-- start DOCUMENT PASSAGE --

Saturday, July 02, 2005

I'm on a pilgrimage to find and meet God. i believe there's no better thing and nothing more inspiring and worthwhile than to meet Him and obey Him. i mean this week i've learnt important lessons which i really really want to remember and internalise in my life.
i've learnt to put Jesus as the center of my life-- and everything will be well with me!. i've learnt the need to persevere against trials and temptations, for that builds character (James 1). i've learnt to submit and obey. i've learnt that God is for me. i've learnt to trust Him and put Him first.
how precious is the sweet name of Jesus! that saved us from our world of sin and brought us to fellowship with God and freedom from death and sin!

it's wonderful and truly awe-inspiring. God is. just pray that it'll continue and You'd find me faithful.

i mean alot of times i blog about these spiritual things because they're what concerns me. i mean i could blog about lots of earthly things but then again they're not that important in the light of eternity. you know, alot of times, our souls just yearn for God, our souls just crave for the living God and yearns to talk with Him. and we alot of times block out that need by filling our lives with busyness, with lots of music and rhythm and beats, by conversation and mental thoughts, when our hearts are really just craving for God. i'm glad that in the small moments of my life i'm able to sense a little bit of His direction and feel a little bit of God. just have to be more trusting and allow myself to be used by the Holy Spirit. but yeah i thank God that he's still merciful in spite of my sin.
i mean yesterday was band and the music was good thank God and i really wanted to write a song about the sweet name of Jesus because that was what i really felt, that Jesus' name is so precious and alot of pple just misuse it but really it's so precious it's the most precious name ever man. as the hymn goes, Precious Lord, take my hand.

-- end DOCUMENT PASSAGE --

GOAL — Return everything in the blog post from "i mean yesterday" down to "take my hand.", word for word. These lines have no connection to the blog post.

-- start RECORDS PROVIDED --

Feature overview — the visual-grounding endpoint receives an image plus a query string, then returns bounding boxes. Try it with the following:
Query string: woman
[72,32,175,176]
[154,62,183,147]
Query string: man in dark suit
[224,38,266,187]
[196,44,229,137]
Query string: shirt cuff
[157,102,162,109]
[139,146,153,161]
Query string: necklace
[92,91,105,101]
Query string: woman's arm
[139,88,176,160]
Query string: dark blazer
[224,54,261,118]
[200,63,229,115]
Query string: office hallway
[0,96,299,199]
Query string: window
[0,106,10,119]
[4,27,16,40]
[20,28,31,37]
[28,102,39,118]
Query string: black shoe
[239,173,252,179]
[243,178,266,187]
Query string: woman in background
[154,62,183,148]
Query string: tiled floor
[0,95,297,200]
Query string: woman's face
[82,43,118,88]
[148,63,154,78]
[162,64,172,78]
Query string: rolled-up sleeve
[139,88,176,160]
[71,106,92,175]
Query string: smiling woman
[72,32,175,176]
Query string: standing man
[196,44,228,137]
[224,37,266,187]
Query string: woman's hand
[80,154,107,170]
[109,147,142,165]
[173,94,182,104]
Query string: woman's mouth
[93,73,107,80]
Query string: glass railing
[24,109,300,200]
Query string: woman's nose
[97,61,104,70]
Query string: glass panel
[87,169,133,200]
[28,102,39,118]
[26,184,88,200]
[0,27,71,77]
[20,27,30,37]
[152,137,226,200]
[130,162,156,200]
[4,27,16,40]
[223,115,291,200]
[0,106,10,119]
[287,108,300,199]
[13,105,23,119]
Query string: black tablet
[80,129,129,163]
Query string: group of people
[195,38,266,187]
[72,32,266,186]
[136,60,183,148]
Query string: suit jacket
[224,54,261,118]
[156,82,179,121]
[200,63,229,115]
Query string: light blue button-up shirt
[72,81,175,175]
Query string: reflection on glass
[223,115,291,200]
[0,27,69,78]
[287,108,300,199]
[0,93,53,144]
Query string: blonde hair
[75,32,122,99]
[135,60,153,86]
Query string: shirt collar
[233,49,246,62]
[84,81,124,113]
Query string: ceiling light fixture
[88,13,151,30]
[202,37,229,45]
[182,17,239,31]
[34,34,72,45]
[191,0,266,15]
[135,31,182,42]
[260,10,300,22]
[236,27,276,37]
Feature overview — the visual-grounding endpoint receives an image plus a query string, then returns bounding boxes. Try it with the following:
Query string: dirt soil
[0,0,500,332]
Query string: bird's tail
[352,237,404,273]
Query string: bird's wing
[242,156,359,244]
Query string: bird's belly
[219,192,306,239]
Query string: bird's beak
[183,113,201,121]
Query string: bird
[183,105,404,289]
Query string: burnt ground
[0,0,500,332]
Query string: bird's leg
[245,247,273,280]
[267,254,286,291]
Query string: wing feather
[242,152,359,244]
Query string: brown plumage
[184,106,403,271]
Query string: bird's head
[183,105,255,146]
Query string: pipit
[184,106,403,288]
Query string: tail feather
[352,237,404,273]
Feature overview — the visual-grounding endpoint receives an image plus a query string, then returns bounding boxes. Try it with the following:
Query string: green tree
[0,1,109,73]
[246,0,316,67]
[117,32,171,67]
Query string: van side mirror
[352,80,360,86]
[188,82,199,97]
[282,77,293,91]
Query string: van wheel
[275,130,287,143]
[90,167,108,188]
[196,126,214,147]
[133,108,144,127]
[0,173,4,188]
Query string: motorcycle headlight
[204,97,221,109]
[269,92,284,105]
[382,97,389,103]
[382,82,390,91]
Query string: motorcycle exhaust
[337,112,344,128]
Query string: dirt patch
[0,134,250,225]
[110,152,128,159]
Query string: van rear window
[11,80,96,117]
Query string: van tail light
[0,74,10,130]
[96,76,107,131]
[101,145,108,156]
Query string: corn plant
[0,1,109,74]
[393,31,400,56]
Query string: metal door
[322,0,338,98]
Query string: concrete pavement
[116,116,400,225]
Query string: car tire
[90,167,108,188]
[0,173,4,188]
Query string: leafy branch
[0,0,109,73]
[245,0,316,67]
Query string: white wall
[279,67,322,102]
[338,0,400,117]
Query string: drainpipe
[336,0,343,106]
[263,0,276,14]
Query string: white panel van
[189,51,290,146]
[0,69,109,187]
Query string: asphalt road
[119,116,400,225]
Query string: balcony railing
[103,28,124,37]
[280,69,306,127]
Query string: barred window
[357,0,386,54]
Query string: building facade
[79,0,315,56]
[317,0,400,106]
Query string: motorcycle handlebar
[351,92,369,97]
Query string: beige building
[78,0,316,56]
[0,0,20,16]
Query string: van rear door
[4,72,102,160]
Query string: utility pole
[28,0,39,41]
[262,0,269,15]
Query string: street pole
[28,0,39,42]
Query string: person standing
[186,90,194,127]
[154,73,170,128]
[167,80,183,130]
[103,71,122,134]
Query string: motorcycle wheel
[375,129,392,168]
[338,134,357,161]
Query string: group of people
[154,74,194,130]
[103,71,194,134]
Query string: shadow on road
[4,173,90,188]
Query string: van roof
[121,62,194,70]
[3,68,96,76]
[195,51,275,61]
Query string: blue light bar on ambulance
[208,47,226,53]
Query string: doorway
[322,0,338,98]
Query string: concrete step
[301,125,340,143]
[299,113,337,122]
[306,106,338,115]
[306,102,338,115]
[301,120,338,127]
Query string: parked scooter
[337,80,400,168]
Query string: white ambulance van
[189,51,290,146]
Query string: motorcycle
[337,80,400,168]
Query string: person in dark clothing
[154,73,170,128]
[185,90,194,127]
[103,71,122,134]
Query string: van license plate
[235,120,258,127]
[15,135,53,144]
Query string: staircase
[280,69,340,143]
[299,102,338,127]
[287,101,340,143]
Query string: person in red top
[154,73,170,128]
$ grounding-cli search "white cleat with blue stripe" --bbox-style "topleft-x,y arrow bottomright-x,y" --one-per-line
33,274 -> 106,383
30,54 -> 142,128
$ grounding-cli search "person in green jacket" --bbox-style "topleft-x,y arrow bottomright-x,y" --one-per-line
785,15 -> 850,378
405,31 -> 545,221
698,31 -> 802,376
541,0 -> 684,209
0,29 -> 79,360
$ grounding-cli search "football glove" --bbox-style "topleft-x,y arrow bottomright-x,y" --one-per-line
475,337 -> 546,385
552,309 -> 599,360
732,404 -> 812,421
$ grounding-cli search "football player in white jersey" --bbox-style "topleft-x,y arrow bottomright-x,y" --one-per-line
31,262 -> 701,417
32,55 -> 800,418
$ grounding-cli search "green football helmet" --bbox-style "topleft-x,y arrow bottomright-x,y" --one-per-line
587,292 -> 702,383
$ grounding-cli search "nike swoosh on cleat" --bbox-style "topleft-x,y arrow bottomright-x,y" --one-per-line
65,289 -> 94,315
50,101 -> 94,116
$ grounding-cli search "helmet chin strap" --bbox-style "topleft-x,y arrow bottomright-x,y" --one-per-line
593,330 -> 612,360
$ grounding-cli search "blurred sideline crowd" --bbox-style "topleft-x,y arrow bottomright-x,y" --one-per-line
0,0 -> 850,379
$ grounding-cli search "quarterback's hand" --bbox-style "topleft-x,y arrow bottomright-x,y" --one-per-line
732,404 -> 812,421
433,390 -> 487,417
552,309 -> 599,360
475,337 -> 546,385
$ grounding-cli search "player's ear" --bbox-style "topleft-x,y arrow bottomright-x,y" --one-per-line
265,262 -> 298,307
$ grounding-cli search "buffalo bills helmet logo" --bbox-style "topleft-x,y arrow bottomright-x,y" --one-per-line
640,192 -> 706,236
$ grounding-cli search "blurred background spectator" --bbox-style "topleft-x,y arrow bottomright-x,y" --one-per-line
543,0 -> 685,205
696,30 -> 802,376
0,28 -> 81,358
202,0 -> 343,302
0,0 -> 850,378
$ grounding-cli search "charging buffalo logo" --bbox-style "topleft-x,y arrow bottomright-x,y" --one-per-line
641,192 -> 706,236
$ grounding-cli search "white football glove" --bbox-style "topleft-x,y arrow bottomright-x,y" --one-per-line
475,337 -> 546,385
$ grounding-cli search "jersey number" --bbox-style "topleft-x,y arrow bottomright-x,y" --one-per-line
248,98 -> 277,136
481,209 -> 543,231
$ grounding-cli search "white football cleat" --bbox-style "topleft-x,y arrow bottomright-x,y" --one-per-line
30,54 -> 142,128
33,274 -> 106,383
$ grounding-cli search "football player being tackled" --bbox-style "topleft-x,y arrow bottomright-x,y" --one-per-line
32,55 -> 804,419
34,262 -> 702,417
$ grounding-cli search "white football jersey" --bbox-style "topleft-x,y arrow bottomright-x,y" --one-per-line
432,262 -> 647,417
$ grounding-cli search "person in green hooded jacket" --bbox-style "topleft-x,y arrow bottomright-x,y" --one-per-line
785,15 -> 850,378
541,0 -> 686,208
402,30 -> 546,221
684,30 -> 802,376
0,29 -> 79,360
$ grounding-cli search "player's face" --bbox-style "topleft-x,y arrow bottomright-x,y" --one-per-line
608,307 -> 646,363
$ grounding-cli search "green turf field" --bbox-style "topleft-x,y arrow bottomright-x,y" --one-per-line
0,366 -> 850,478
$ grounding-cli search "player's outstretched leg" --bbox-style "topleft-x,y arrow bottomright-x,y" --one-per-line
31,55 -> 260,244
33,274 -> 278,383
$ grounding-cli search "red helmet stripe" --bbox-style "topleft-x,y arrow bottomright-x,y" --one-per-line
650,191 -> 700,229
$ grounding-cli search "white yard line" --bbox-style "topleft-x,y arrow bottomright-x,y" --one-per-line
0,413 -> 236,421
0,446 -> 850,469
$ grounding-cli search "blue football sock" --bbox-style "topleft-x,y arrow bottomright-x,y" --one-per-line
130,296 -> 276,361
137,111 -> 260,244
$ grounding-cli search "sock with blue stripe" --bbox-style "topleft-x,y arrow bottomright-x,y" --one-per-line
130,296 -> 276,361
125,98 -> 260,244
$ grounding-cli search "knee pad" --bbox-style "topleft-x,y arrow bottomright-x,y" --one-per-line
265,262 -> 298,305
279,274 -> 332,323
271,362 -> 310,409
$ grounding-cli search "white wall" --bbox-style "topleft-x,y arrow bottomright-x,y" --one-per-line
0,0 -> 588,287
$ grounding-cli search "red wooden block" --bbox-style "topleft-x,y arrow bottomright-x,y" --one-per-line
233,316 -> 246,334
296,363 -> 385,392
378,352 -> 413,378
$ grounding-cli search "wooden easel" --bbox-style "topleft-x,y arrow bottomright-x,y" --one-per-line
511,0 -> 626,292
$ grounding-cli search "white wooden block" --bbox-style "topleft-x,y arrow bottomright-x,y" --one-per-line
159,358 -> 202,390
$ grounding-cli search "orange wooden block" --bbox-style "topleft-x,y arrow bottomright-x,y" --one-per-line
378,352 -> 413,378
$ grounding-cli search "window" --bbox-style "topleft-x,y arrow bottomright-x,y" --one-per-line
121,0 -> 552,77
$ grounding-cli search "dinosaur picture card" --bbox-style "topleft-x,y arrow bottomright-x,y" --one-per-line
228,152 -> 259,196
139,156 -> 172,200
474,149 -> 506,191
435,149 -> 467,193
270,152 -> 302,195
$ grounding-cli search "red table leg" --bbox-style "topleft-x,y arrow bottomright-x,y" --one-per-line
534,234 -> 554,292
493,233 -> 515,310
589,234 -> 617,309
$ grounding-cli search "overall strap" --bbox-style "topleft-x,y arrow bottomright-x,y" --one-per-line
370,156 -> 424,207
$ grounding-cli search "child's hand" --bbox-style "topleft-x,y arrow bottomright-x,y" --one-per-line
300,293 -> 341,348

-- end RECORDS PROVIDED --

THE REPLY —
i mean yesterday was band and the music was good thank God and i really wanted to write a song about the sweet name of Jesus because that was what i really felt, that Jesus' name is so precious and alot of pple just misuse it but really it's so precious it's the most precious name ever man. as the hymn goes, Precious Lord, take my hand.